Work to be completed => Write out the listing beneath this instruction in its entirety, exactly as it reads.

Raw data =>
## begin

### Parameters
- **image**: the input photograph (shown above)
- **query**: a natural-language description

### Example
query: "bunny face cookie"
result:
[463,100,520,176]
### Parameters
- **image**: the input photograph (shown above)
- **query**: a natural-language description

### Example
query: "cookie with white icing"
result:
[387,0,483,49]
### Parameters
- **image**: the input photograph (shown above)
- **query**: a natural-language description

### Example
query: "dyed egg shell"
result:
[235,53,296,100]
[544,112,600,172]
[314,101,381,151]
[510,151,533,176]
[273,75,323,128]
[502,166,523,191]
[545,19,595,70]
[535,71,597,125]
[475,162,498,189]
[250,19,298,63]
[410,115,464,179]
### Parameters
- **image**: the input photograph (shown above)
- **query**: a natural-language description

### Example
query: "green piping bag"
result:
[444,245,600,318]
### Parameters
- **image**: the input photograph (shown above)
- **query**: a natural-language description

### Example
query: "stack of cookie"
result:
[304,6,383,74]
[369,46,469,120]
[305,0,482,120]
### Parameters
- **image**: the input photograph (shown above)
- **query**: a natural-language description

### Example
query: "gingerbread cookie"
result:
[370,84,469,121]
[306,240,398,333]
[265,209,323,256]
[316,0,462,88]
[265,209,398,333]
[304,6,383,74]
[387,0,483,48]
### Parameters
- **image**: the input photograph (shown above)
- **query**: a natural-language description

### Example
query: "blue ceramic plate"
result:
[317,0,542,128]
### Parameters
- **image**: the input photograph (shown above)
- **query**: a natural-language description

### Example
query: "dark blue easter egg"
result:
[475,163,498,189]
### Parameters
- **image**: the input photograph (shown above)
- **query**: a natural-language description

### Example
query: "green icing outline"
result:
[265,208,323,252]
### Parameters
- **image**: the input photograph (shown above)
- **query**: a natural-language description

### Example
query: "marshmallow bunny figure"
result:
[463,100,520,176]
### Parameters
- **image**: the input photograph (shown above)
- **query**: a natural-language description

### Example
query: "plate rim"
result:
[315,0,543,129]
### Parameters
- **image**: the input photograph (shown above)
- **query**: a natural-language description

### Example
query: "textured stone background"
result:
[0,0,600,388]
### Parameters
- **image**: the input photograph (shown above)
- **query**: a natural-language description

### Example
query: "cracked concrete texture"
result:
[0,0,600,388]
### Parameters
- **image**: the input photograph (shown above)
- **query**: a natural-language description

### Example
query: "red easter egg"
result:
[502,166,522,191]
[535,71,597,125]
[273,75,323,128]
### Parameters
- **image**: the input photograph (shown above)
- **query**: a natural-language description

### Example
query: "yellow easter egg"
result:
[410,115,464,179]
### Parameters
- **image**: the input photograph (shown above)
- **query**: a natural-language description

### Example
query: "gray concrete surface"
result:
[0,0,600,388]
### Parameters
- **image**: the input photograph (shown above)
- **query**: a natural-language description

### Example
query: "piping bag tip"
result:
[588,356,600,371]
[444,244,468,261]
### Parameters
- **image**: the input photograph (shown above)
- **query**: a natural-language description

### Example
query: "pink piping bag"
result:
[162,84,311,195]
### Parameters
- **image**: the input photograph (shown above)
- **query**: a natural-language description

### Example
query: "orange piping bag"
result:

## end

Response to this exercise =>
### Parameters
- **image**: the input photograph (shown above)
- **query**: a natural-language description

### Example
query: "bunny face cookie"
result:
[463,100,520,176]
### Parameters
- **image**: the input photograph (shown above)
- **query**: a natural-language description

### Example
query: "cookie with white icing"
result:
[387,0,483,49]
### Parameters
- **image**: the input photograph (shown above)
- **query**: a natural-language description

### Example
query: "dyed egg shell"
result:
[235,53,296,100]
[544,112,600,172]
[314,101,381,151]
[510,151,533,176]
[273,75,323,128]
[502,166,523,191]
[545,19,595,70]
[535,71,597,125]
[475,162,498,189]
[250,19,298,63]
[410,115,464,179]
### Parameters
- **image**: the input photograph (shown above)
- **query**: a natural-language description

### Example
query: "green piping bag"
result:
[444,245,600,318]
### Parameters
- **image**: the input photograph (shown above)
- **query**: a natural-language description

### Example
query: "stack of cookie"
result:
[304,6,383,74]
[369,46,469,120]
[305,0,482,120]
### Parameters
- **image**: the input photograph (shown above)
- **query**: a natural-language description

### Example
query: "gingerbread cookie"
result:
[370,84,469,121]
[306,240,398,333]
[265,209,323,256]
[316,0,462,88]
[265,209,398,333]
[304,6,383,74]
[387,0,483,48]
### Parameters
- **image**: the input photograph (shown above)
- **query**: a natural-language description

### Example
query: "blue ceramic plate"
result:
[317,0,542,128]
### Parameters
- **image**: the input photograph (shown above)
- **query**: a natural-language description

### Example
query: "dark blue easter egg"
result:
[475,163,498,189]
### Parameters
- **image**: the input photograph (shown above)
- **query**: a natural-language description

### Example
query: "green icing outline"
result:
[265,208,323,252]
### Parameters
- **image**: the input photograph (shown above)
- **query**: a natural-language description

### Example
query: "marshmallow bunny figure"
result:
[463,100,520,176]
### Parameters
- **image**: the input photograph (shown above)
- **query**: a natural-language description

### Example
query: "plate rim"
result:
[315,0,543,129]
### Parameters
- **image**: the input photograph (shown above)
- **query**: a natural-language description

### Example
query: "textured stone background"
result:
[0,0,600,388]
### Parameters
- **image**: the input photograph (shown above)
- **query**: a natural-language description

### Example
query: "cracked concrete texture"
result:
[0,0,600,388]
### Parameters
- **image**: the input photograph (shown above)
- **query**: a natural-language description

### Example
query: "red easter egg"
result:
[502,166,522,191]
[535,71,597,125]
[273,75,323,128]
### Parameters
- **image**: the input photograph (shown above)
- **query**: a natural-language description

### Example
query: "yellow easter egg"
result:
[410,115,464,179]
### Parameters
- **image**: the input photograph (shown above)
- **query**: a natural-language description

### Example
query: "gray concrete surface"
result:
[0,0,600,388]
### Parameters
- **image**: the input photograph (shown above)
- **query**: a natural-language description

### Example
query: "piping bag tip"
result:
[588,356,600,371]
[444,244,468,261]
### Parameters
- **image**: the input photograph (shown above)
- **query**: a natural-language description

### Example
query: "pink piping bag"
result:
[162,84,311,195]
### Parameters
- **image**: the input photograph (shown above)
- **query**: a natural-language description

### Example
query: "orange piping bag"
result:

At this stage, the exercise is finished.